- **OBJETIVO 1**:
Responde según el texto sobre el asesinato de Jamal Kashogui:
(a) ¿Qué función tenían los Tiger Squad?
(b) ¿En qué año murió Adnan Kashogui?
(c) ¿Quién ocupó el puesto del saudita que lideraba al-Qaeda una vez que este fue ejecutado?
- **OBJETIVO 2**: Prolonga el texto sobre el asesinato de Jamal Kashogui a partir de su última oración.

- **SECCIÓN DE TEXTO**:

- - - - - - -

Una de las primeras acciones secretas generadas por bin Salman fue al conformación de los Tiger Squad, encargados de actuar como escuadrones de la muerte para ejecutar opositores dentro y fuera de su país. Uno de esos grupos fue el comisionado para asesinar en el consulado de Estambul al periodista Jamal Kashogui, el 2 de octubre último. Jamal había caído en desgracia luego de la muerte de su tío y protector, Adnan Kashogui, en 2017, quien había sido uno de los más importantes comerciantes de armas en el mundo, que venía siendo desplazado por una relación directa entre el Pentágono y la familia real saudita.[2]
Además Jamal había pertenecido a la cofradía de los Hermanos Musulmanes y participó en la conformación de al-Qaeda, durante la etapa en que Osama bin Laden luchaba, con el apoyo de la CIA en Afganistán, contra la Unión Soviética. Una vez ejecutado el saudita que lideraba al-Qaeda, su puesto fue ocupado por el egipcio Aymán al-Zawahirí, también proveniente de la hermandad musulmana, como Jamal. Adnan, el tío del periodista asesinado en Estambul, había sido el máximo proveedor de pertrechos bélicos de Al-Qaeda. Pero la familia de Salman, en connivencia con Washington, le birló el negocio.

- - - - - - -

- **SECCIÓN DE DATOS**:
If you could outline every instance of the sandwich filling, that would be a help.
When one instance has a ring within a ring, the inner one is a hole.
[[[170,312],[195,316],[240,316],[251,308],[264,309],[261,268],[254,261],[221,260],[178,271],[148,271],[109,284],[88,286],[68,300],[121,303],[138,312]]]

- - - - - - -

- **RESPUESTA ESPERADA 1**:
(a) Actuar como escuadrones de la muerte para ejecutar opositores dentro y fuera de su país.
(b) En 2017.
(c) El egipcio Aymán al-Zawahirí.

- **RESPUESTA ESPERADA 2**:
El petróleo, el comercio de armas, el narcotráfico y el control de los recursos naturales continúan siendo las causas prioritarias de las guerras y el intervencionismo de Estados Unidos y la OTAN. La tragedia de Yemen explica otras derivas internacionales que tienen a las trasnacionales como decisores ocultos, capaces de producir guerras útiles para acrecentar las ventas de armas y debilitar a los pueblos generando sectarismos y divisiones mínimas o artificiales. Los escritorios de los think tanks ligados al Pentágono están ávidos de convertir a Venezuela en Yemen, con el objetivo de controlar lo que hoy les es esquivo e incrementar la venta de armas. Los dos millones de niñas y niños en peligro de muerte al sur de la península arábiga debieran hacer comprensible la obviedad del plan: que el capitalismo monopólico no tiene límites, y que sólo los pueblos empoderados, atentos a evitar las divisiones fratricidas internas, pueden detenerlos.
Notas
Jorge Elbaum. Sociólogo, doctor en Ciencias Económicas, analista senior del Centro Latinoamericano de Análisis Estratégico (CLAE, www.estrategia.la)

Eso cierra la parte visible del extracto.